Task to complete »
Your reply should be the following data, copied exactly.

-- -- --

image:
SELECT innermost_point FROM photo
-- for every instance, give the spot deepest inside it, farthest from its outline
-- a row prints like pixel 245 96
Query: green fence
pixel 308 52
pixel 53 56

-- -- --

Response box »
image:
SELECT innermost_point FROM photo
-- for every instance, give the spot deepest inside it, farthest from its outline
-- a row prints like pixel 245 96
Query: green fence
pixel 308 52
pixel 53 56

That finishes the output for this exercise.